Start of Document text
Core OL-92 from Owens Lake, southeast California

AMS radiocarbon dates on sediments from Owens Lake Drill Hole OL-92

James L. Bischoff: U.S. Geological Survey, Menlo Park, California
Thomas W. Stafford Jr.: INSTAAR, University of Colorado, Boulder, Colorado
Meyer Rubin: U.S. Geological Survey, Reston, Virginia

Introduction

The Owens River system consisted of a chain of pluvial lakes occupying a succession of closed basins in southeastern California. The lakes were supplied primarily by the Owens River which drains the eastern side of the Sierra Nevada, and during historic times Owens Lake has been the terminus of the system. During extreme dry periods (interglacials), Owens Lake was saline, alkaline, and biologically highly-productive. During extreme wet periods (glacials), in contrast, the lake was flushed, overflowing with fresh water, and relatively unproductive. To obtain a record of variations in runoff, three 7.6 -cm diameter cores were drilled in Owens Lake in the late spring of 1992. The three cores extend from 0.00 to 7.16m (OL-923), 5.49 to 61.37m (OL-92-1) and 61.26 to 322.86m (OL-92-2), together representing about 800 kyr of sedimentation (Smith, 1993). We report here on results of radiocarbon analyses of carbonates and humates from the upper 31m of the section to place the upper part of the core in temporal context. Our results indicate coherent and linear progression of dates with depth down to 23m and 30 kyr. Scatter of results below this depth indicate that the practical limit of radiocarbon dating in this core is about 30 kyrs.
End of Document text
*What the task asks:*
Answer these questions from the Owens Lake core text.
(a) With which institution is Thomas W. Stafford Jr. affiliated?
(b) What was the diameter of the three cores drilled in Owens Lake?
(c) What does the text give as the practical limit of radiocarbon dating in this core?
The lines that come next are not needed.
Start of Input data
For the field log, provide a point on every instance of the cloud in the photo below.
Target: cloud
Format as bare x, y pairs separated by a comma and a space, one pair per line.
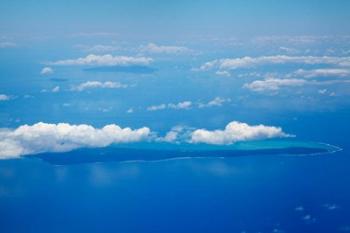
315, 73
7, 44
63, 137
273, 84
104, 60
248, 62
97, 84
154, 48
216, 102
4, 97
178, 106
55, 89
236, 131
46, 71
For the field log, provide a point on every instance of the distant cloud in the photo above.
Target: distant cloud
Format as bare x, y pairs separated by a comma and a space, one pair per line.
End of Input data
*Answer to this exercise:*
(a) INSTAAR, University of Colorado, Boulder, Colorado
(b) 7.6 cm
(c) About 30 kyrs